**Required work**
Using the text below about Jonah Goldberg and fascism, explain in one to three sentences why Goldberg wants to end the left's use of "fascism" against its opponents.

**Text provided**
Jonah Goldberg believes that the way to start is to understand how ubiquitous fascist ideas have become in our present age.

A project like that runs immediately into the problem, first articulated by George Orwell right after World War II, that the word “fascism” no longer refers to the specific movement founded by Benito Mussolini. It has become merely a handy pejorative. For half a century the left has used the word to define themselves as the good guys and anyone that opposed them as the fascist bad guys.

As a conservative writer routinely blackguarded as a Nazi and a fascist by the Angry Left Jonah Goldberg understandably wants to put an end to all that. He does it by proposing that we think of fascism as a broad approach to government in which the frank revolutionary movements of Lenin’s Bolshevism, Mussolini’s Fascism, and Hitler’s Nazism are specific instantiations.

Then, in Liberal Fascism:The Secret History of the American Left from Mussolini to the Politics of Meaning, he takes the fateful step. He argues that the American liberal tradition—from early twentieth century Progressivism to the New Deal to Michael Lerner’s politics of meaning and Hillary Clinton’s It Takes a Village—is also an instantiation of the fascist concept.

**Dataset**
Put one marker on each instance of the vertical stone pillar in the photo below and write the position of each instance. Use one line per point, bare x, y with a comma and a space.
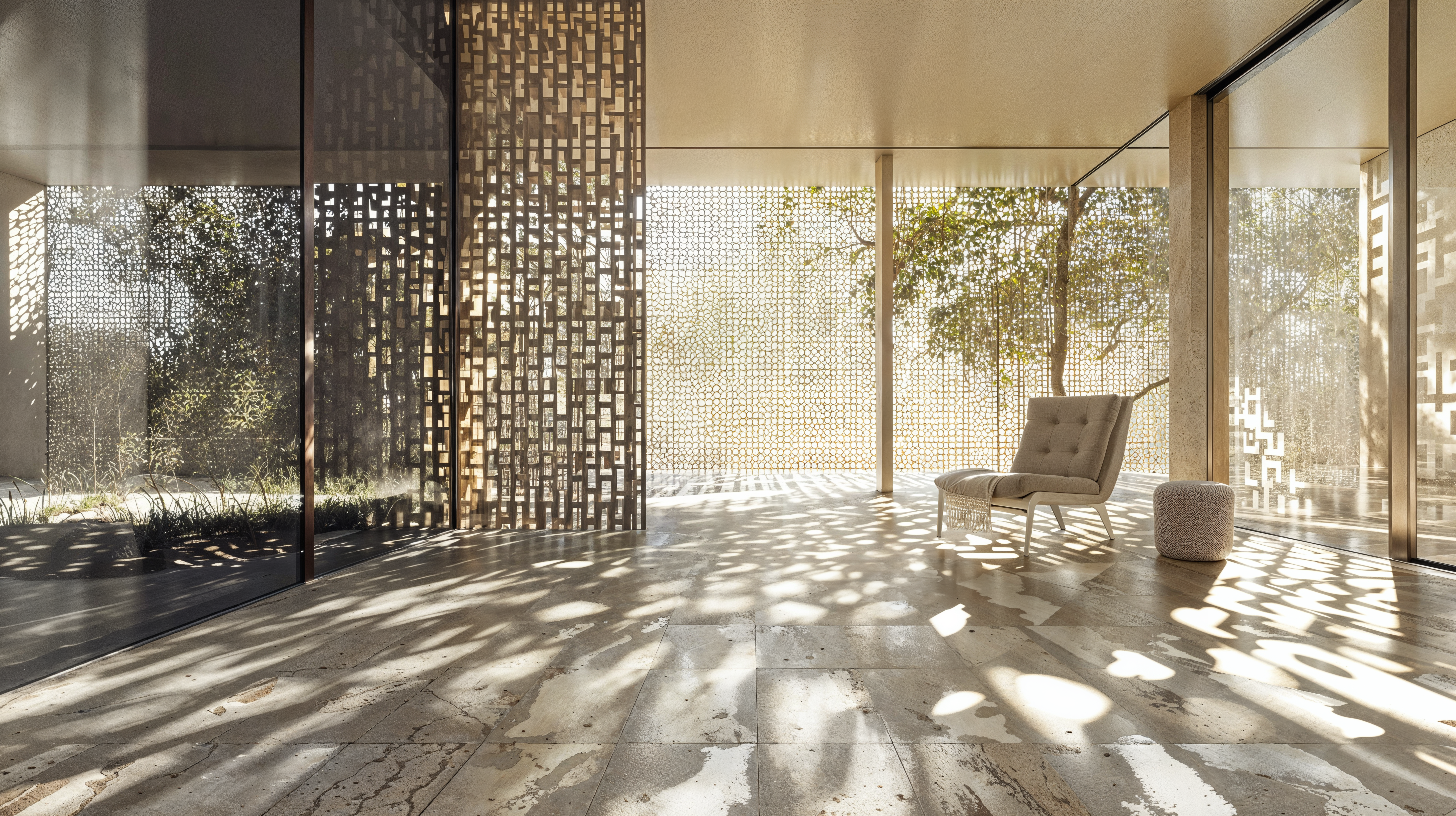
1199, 290
884, 324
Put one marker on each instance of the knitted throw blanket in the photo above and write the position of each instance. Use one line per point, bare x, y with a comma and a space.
972, 510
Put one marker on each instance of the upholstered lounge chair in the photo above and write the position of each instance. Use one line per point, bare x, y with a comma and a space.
1069, 457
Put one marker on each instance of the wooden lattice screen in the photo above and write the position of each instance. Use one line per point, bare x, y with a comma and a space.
550, 321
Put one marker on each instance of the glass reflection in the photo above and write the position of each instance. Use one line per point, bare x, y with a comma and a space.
149, 454
1307, 289
1433, 285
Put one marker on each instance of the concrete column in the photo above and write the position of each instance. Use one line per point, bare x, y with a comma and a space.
22, 344
1199, 292
884, 326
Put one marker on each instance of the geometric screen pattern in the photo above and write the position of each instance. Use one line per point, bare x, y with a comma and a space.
550, 318
761, 356
384, 364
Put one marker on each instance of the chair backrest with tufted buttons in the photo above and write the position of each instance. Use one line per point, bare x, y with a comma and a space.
1068, 436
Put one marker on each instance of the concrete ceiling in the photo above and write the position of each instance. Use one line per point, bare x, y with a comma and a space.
926, 74
149, 91
762, 92
1043, 90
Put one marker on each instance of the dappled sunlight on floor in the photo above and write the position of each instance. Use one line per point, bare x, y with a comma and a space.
781, 643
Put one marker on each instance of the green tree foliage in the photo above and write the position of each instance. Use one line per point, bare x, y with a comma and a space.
1010, 274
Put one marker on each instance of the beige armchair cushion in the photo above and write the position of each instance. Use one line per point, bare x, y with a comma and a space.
1064, 450
1017, 484
1065, 438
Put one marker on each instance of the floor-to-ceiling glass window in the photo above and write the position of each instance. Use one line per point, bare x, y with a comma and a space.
382, 272
150, 257
1433, 283
1308, 188
1011, 283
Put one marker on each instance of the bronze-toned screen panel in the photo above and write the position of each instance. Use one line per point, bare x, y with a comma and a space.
384, 365
551, 288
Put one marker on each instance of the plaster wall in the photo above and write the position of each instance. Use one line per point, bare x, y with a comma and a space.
22, 344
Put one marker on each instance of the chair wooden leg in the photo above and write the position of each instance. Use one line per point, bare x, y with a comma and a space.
940, 512
1101, 510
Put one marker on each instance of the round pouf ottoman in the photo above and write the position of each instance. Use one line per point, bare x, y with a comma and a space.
1193, 521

**Complete response**
Goldberg is a conservative writer whom the "Angry Left" routinely calls a Nazi and a fascist. The word no longer refers to Mussolini's movement and has become merely a handy pejorative. For half a century, the left has used it to cast itself as the good guys and its opponents as fascist bad guys.